[Items stored from a collection]

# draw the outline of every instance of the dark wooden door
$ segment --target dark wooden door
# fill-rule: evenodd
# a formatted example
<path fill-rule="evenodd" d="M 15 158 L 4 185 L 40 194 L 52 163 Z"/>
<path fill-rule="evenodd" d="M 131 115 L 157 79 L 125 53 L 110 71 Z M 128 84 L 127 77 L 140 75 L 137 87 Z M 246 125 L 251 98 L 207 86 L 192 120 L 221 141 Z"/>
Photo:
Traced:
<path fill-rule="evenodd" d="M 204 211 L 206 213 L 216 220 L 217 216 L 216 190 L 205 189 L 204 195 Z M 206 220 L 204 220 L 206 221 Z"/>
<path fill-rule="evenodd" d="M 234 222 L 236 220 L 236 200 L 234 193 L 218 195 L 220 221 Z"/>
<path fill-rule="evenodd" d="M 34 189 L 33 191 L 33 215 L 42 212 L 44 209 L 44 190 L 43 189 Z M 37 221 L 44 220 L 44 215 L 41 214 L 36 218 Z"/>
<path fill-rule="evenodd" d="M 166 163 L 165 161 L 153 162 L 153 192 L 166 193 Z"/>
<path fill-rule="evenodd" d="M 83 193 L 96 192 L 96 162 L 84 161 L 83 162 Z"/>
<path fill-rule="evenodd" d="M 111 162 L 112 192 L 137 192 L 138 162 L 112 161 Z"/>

* * *

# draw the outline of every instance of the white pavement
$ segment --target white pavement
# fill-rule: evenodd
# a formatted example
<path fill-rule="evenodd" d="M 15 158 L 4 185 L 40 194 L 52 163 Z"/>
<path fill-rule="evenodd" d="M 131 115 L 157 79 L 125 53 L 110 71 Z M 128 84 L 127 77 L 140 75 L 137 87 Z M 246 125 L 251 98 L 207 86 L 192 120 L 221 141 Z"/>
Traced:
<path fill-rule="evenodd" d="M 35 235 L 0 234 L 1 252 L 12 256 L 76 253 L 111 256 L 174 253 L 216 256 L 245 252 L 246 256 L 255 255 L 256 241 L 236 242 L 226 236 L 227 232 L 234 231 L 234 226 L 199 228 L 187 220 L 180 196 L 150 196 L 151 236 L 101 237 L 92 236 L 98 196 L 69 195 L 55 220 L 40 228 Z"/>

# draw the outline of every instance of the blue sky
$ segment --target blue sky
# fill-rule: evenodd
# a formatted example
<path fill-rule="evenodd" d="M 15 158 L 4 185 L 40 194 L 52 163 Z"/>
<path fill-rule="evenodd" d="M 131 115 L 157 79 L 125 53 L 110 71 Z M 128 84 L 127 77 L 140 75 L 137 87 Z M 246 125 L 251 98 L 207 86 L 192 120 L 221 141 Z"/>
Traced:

• [DIRECTION]: Select each line of the rows above that contains the word "wooden", and copy those lines without changes.

• [EXPECTED OUTPUT]:
# draw the outline of every instance of the dark wooden door
$ segment --target dark wooden door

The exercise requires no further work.